### Supplied text
--*--

That is terrific! The Chronicles of Narnia series (and, let's be honest, basically anything by C.S. Lewis) as well as The Bridge to Terabithia were all present in my childhood. I remember reading through them with wonder and excitement. Kudos to Walden Media for helping to pass on the joy (and importance) of reading to the younger generations!

Greg Laurich

It does indeed start at home. My parents love to read so it rubbed off on me. My wife and I both like to read so it rubbed off on my kids, my 2.5 year old son loves to look at books and my daughter is voracious reader.


Gina, your title is a play on words--I'm encouraged just reading about reading being encouraged! :-) Way to go Walden!

Diane Singer

Gina, Thanks for sharing this lovely quote. I'm going to see Amazing Grace this afternoon, and knowing the noble goals of those who produced the film will make it that much more enjoyable.

Diane Singer

I would also add that Wilberforce is my 'hero' for another reason: historians say he always carried around a green bag full of books! Sounds like a kindred spirit.


Kudos to Walden Media, most notably for their reinforcement and reintroduction of the printed title of the film potrayal. Our culture has for generations found the portrayal of the human soul through the printed story to be a compass. Stories have the power to point out in us the foibles we so despise in others. The book though gives us the time to digest, to paint our own picture and to reread and revisit. I appreciate the work of Walden Media and hope that they will will continue to release quality productions of the 100 most important boosk of the western idiom. Maybe we can regain a culture lost.

--*--

### Data supplied
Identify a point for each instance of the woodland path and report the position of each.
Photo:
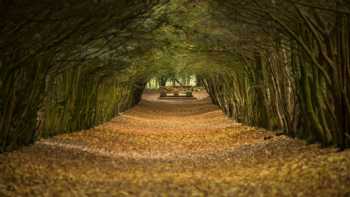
(178, 148)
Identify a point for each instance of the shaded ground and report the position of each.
(174, 148)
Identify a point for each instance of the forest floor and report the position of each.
(174, 148)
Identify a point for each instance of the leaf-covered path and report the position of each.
(179, 148)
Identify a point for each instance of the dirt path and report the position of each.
(177, 148)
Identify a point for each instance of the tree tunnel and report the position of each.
(70, 65)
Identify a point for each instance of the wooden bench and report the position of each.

--*--

### Given instruction 1
List every book or film title named in the comments about Walden Media.
### Given instruction 2
Reproduce the part of the comments about Walden Media that begins at the words "That is terrific!" and stops after "is voracious reader.", swapping "wonder" for "awe".
The listing is separate material, unrelated to the comments about Walden Media.

### Expected output 1
The Chronicles of Narnia
The Bridge to Terabithia
Amazing Grace

### Expected output 2
That is terrific! The Chronicles of Narnia series (and, let's be honest, basically anything by C.S. Lewis) as well as The Bridge to Terabithia were all present in my childhood. I remember reading through them with awe and excitement. Kudos to Walden Media for helping to pass on the joy (and importance) of reading to the younger generations!

Greg Laurich

It does indeed start at home. My parents love to read so it rubbed off on me. My wife and I both like to read so it rubbed off on my kids, my 2.5 year old son loves to look at books and my daughter is voracious reader.